■ **TASK INSTRUCTIONS**: In the listing below, rewrite the lines from the one containing "of the roof" through the one containing "(1053, 753)", inclusive, replacing "roof gable" with "house gable" and leaving everything else unchanged.
** start of DATASET ENTRIES **
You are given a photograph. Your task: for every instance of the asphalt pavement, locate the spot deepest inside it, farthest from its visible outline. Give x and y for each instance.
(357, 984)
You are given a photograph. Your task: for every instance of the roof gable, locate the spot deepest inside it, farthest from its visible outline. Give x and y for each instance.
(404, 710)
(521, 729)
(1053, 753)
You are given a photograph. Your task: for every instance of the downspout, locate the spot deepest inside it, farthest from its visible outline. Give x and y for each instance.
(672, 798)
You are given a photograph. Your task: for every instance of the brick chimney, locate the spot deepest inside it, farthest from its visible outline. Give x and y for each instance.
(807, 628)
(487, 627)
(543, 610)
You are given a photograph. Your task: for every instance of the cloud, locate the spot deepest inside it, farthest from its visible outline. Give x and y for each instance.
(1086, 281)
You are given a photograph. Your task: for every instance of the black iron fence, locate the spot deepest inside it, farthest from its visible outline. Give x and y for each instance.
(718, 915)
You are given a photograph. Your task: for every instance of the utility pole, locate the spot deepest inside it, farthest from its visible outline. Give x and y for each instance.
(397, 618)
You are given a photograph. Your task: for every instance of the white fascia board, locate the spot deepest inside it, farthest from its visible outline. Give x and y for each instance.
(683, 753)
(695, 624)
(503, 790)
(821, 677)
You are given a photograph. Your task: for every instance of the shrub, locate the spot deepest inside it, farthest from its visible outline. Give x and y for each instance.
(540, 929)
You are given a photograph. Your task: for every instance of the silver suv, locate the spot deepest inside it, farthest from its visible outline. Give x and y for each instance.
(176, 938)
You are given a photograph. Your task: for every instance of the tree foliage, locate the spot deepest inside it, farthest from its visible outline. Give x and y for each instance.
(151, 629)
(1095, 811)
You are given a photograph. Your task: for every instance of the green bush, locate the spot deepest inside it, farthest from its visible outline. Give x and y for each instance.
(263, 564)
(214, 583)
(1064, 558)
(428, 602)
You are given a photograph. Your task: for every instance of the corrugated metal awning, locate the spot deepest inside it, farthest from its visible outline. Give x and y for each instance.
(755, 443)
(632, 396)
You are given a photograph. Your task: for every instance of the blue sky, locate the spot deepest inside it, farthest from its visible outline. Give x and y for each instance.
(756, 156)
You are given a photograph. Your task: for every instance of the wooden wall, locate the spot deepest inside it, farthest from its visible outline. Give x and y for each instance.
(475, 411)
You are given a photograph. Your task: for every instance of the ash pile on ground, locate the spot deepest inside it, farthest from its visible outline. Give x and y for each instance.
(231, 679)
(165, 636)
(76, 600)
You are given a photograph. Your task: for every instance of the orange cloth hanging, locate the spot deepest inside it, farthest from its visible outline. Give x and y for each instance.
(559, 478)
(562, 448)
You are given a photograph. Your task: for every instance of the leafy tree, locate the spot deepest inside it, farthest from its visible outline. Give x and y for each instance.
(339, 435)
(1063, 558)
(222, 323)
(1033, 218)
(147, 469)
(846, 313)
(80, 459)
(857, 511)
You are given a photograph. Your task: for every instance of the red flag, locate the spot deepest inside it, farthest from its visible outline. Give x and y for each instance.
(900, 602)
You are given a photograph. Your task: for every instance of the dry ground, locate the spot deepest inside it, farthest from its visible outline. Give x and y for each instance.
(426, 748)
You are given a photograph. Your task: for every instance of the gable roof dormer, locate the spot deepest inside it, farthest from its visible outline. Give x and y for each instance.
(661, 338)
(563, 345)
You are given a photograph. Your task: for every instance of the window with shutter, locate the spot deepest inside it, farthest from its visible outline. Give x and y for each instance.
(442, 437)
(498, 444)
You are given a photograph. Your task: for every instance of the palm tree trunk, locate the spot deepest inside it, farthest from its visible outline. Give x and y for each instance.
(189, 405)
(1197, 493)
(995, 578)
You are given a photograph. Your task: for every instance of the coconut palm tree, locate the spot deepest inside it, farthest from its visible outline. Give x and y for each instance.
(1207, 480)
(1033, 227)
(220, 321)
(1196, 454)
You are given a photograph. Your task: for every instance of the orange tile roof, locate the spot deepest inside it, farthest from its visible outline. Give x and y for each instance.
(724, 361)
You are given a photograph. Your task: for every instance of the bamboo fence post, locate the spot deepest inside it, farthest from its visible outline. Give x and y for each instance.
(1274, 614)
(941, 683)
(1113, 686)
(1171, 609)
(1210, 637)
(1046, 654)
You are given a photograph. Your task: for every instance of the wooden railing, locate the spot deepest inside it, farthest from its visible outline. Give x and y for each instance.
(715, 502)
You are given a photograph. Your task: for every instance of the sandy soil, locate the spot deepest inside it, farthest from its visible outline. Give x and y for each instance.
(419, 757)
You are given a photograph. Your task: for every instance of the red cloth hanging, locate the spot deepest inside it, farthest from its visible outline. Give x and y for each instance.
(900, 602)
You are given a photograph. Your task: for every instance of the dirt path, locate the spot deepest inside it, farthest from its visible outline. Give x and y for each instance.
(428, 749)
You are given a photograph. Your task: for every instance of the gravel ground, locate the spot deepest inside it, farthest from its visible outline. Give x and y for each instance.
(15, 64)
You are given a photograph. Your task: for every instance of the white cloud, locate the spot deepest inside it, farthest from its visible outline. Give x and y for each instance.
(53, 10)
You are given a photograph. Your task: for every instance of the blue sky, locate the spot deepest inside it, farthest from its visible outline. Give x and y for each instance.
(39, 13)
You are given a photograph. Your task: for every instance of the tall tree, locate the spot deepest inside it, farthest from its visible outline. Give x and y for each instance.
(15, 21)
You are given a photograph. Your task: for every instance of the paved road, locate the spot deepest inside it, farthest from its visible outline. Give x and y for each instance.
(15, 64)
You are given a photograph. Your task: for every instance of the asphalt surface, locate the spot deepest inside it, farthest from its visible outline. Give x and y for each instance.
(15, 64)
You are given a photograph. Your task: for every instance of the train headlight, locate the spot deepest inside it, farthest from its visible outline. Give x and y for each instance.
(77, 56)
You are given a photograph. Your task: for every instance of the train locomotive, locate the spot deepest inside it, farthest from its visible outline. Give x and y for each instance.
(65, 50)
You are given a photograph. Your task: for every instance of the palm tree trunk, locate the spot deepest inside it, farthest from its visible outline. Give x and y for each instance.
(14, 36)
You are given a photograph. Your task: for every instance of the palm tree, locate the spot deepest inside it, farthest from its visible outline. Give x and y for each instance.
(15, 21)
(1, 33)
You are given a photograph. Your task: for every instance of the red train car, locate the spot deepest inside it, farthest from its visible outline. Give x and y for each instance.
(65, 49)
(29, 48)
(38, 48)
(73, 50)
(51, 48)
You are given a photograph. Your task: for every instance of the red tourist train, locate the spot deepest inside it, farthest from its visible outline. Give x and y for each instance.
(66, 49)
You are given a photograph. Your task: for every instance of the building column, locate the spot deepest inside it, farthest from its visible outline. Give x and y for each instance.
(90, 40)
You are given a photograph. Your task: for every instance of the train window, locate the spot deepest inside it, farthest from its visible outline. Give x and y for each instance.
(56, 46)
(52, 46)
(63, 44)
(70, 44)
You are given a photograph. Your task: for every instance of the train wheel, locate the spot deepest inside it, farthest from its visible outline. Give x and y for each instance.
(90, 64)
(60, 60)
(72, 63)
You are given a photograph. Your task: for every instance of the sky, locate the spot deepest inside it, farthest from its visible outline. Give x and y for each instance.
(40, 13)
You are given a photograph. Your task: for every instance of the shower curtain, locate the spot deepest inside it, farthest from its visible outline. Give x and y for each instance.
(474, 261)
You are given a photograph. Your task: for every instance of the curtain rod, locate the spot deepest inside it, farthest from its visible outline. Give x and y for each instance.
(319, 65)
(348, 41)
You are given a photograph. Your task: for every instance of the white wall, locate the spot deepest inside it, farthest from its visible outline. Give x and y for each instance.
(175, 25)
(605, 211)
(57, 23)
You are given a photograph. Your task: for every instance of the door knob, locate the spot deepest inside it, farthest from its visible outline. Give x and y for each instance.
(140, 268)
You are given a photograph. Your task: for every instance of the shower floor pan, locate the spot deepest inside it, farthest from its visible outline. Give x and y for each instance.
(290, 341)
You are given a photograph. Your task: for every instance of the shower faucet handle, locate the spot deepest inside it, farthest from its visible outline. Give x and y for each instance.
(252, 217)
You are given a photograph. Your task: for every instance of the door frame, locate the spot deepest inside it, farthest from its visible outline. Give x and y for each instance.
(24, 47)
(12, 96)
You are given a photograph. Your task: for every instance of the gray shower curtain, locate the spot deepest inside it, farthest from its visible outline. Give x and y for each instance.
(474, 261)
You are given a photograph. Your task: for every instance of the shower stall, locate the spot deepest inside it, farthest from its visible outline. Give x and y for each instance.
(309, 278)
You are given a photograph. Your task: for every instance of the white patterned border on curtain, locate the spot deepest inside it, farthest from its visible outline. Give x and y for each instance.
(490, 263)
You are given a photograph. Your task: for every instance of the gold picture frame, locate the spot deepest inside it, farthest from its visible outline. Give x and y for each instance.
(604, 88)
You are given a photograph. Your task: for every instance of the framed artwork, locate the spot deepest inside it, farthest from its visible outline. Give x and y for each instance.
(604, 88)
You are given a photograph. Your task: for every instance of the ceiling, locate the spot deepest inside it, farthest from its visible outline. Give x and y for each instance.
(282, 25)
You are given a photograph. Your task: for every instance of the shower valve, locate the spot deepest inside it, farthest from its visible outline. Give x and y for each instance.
** end of DATASET ENTRIES **
■ **EXERCISE RESPONSE**:
You are given a photograph. Your task: for every instance of the house gable, locate the spot deepest inside it, farthest from its visible outline. Give x and y for each instance.
(404, 710)
(521, 729)
(1053, 753)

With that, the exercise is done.